[Aim of the exercise] Continue the news report on transplanting hepatitis C–positive livers into patients without the virus, starting after its last sentence.

[Passage to read]
------------------------------------------------

From the Journals

Model validates use of HCV+ livers for transplant

 

Key clinical point: Making hepatitis C virus–positive livers available to HCV-negative patients awaiting liver transplant could improve survival of patients on the liver transplant waiting list.

Major finding: Patients with a Model for End-Stage Liver Disease score of 28 willing to receive any liver gained 0.172 life-years.

Data source: Simulated trial using Markov-based mathematical model and data from published studies and the United Network for Organ Sharing.

Disclosures: Dr. Chhatwal and coauthors reported having no financial disclosures. The study was supported by grants from the American Cancer Society, Health Resources and Services Administration, National Institutes of Health, National Science Foundation, and Massachusetts General Hospital Research Scholars Program. Coauthor Fasiha Kanwal, MD, received support from the Veterans Administration Health Services, Research & Development Center for Innovations in Quality, Effectiveness and Safety and Public Health Service.

Source: Chhatwal J et al. Hepatology. doi:10.1002/hep.29723.


 

FROM HEPATOLOGY

As the evidence supporting the idea of transplanting livers infected with hepatitis C into patients who do not have the disease continues to mount, a multi-institutional team of researchers has developed a mathematical model that shows when hepatitis C–positive-to-negative transplant may improve survival for patients who might otherwise die awaiting a disease-free liver.

------------------------------------------------

[Listed records]

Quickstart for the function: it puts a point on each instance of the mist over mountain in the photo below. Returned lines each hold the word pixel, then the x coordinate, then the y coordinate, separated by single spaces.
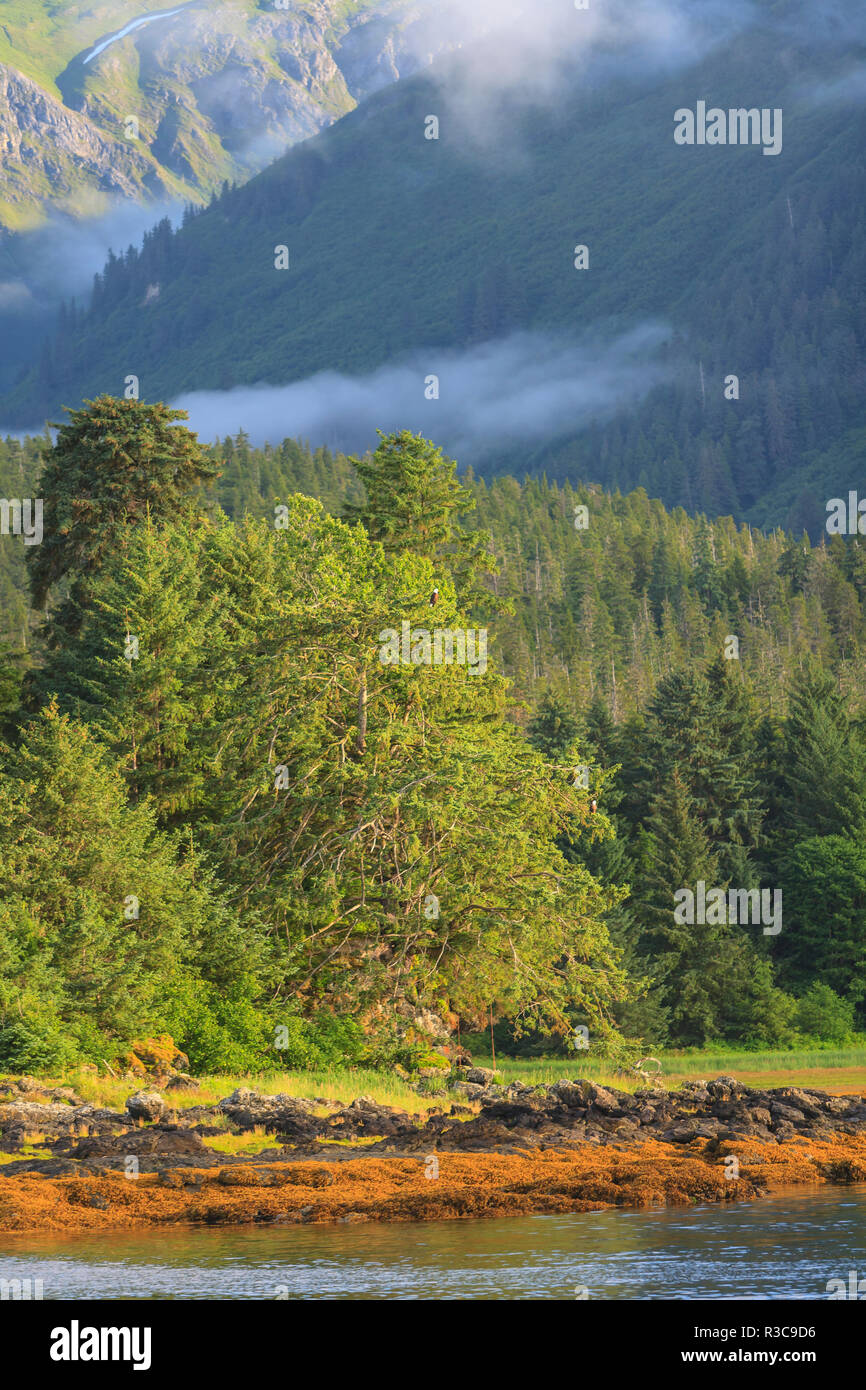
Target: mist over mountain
pixel 528 182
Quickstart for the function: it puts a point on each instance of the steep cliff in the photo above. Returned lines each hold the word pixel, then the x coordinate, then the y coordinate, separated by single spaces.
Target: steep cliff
pixel 97 103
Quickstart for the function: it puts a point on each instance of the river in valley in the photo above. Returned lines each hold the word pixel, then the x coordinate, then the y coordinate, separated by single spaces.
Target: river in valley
pixel 783 1247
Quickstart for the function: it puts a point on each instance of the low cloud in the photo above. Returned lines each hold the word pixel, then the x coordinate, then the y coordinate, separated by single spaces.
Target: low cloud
pixel 521 389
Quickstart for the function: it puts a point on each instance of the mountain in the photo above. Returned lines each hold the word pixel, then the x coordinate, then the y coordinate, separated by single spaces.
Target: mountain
pixel 402 245
pixel 217 92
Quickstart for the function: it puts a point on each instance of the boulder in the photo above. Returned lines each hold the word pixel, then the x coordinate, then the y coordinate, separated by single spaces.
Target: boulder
pixel 480 1076
pixel 146 1105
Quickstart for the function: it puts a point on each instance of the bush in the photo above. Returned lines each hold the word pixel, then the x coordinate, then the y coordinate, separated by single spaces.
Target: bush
pixel 824 1015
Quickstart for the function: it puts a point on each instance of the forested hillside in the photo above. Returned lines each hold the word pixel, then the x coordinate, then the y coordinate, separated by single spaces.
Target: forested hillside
pixel 245 818
pixel 464 239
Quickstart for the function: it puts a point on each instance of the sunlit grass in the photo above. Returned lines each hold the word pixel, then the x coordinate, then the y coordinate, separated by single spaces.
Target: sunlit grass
pixel 341 1084
pixel 252 1143
pixel 843 1068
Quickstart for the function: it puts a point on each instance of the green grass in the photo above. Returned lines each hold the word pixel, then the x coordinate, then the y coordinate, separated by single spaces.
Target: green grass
pixel 342 1084
pixel 806 1068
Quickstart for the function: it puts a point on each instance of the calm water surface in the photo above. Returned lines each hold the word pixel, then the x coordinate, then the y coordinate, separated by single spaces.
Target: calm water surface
pixel 781 1247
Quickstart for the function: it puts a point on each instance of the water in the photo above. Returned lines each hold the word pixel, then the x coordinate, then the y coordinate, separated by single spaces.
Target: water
pixel 781 1247
pixel 121 34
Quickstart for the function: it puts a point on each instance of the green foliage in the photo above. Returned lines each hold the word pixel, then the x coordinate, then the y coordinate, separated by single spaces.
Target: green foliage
pixel 287 801
pixel 822 1014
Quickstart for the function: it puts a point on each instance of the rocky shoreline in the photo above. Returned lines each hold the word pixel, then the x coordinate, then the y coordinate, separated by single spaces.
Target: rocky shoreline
pixel 573 1146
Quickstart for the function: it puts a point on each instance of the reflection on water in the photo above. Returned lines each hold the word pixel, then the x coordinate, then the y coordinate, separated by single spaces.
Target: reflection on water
pixel 783 1247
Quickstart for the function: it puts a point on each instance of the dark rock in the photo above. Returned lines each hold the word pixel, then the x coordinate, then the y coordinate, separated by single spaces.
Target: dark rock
pixel 146 1105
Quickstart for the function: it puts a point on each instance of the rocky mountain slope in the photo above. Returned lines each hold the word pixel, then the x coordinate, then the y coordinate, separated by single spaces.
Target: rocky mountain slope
pixel 113 100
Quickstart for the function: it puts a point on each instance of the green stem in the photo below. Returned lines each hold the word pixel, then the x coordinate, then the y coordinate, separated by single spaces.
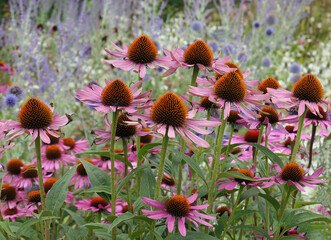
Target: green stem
pixel 255 150
pixel 194 79
pixel 160 175
pixel 41 184
pixel 216 161
pixel 313 133
pixel 180 171
pixel 298 138
pixel 112 159
pixel 228 147
pixel 125 149
pixel 285 197
pixel 161 165
pixel 267 174
pixel 233 211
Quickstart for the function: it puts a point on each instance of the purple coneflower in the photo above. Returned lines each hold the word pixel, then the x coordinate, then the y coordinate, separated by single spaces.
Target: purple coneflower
pixel 38 119
pixel 293 174
pixel 141 53
pixel 177 207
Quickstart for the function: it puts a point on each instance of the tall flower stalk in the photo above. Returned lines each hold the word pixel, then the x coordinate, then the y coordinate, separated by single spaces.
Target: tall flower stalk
pixel 112 159
pixel 216 160
pixel 41 184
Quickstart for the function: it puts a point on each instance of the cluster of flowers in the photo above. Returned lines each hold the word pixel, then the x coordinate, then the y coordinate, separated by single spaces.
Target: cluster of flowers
pixel 242 102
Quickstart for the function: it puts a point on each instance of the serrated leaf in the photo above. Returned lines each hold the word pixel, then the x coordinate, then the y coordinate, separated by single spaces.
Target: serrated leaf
pixel 235 175
pixel 249 193
pixel 146 149
pixel 98 177
pixel 221 224
pixel 26 225
pixel 129 176
pixel 255 229
pixel 121 218
pixel 241 213
pixel 58 193
pixel 192 236
pixel 191 162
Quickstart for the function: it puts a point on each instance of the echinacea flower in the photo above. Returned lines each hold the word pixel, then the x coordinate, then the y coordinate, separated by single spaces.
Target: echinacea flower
pixel 28 177
pixel 12 213
pixel 291 232
pixel 177 207
pixel 307 92
pixel 4 126
pixel 96 204
pixel 37 118
pixel 53 158
pixel 231 182
pixel 221 210
pixel 116 95
pixel 75 146
pixel 269 117
pixel 10 196
pixel 48 184
pixel 13 168
pixel 170 112
pixel 322 119
pixel 292 174
pixel 141 53
pixel 197 54
pixel 80 177
pixel 123 130
pixel 230 90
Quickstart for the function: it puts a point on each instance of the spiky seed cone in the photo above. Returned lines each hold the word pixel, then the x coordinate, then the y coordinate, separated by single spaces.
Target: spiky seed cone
pixel 308 88
pixel 117 94
pixel 178 206
pixel 142 50
pixel 231 87
pixel 169 109
pixel 35 114
pixel 269 82
pixel 199 53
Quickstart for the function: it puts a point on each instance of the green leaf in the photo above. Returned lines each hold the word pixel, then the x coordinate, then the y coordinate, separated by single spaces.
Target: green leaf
pixel 106 153
pixel 146 149
pixel 192 236
pixel 121 218
pixel 147 185
pixel 26 225
pixel 271 155
pixel 129 176
pixel 221 224
pixel 241 213
pixel 235 175
pixel 5 226
pixel 249 193
pixel 255 229
pixel 305 217
pixel 78 219
pixel 58 193
pixel 191 162
pixel 98 177
pixel 300 204
pixel 99 189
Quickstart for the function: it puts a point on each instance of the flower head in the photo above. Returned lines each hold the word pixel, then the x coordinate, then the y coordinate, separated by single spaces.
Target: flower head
pixel 177 207
pixel 38 119
pixel 307 92
pixel 293 174
pixel 116 95
pixel 170 112
pixel 141 53
pixel 197 54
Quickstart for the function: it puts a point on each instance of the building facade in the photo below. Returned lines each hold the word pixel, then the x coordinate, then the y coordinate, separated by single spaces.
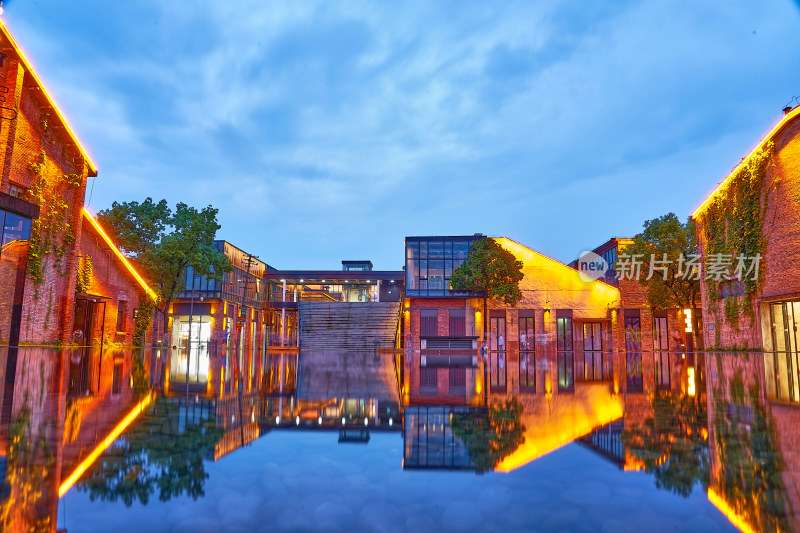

------------------------------------------------

[Answer for the task]
In a report published in the journal Hepatology (doi: 10.1002/hep.29723), the researchers noted how direct-acting antivirals (DAAs) have changed the calculus of hepatitis C (HCV) status in liver transplant by reducing the number of HCV-positive patients on the wait list and providing treatment for HCV-negative patients who receive HCV-positive livers. “It is important that further research in this area continues, as we expect that the supply of HCV-positive organs may continue to increase in light of the growing opioid epidemic,” said lead author Jagpreet Chhatwal, PhD, of Massachusetts General Hospital Institute for Technology Assessment in Boston.

Dr. Chhatwal and coauthors claimed their study provides some of the first empirical data for transplanting livers from patients with HCV into patients who do not have the disease.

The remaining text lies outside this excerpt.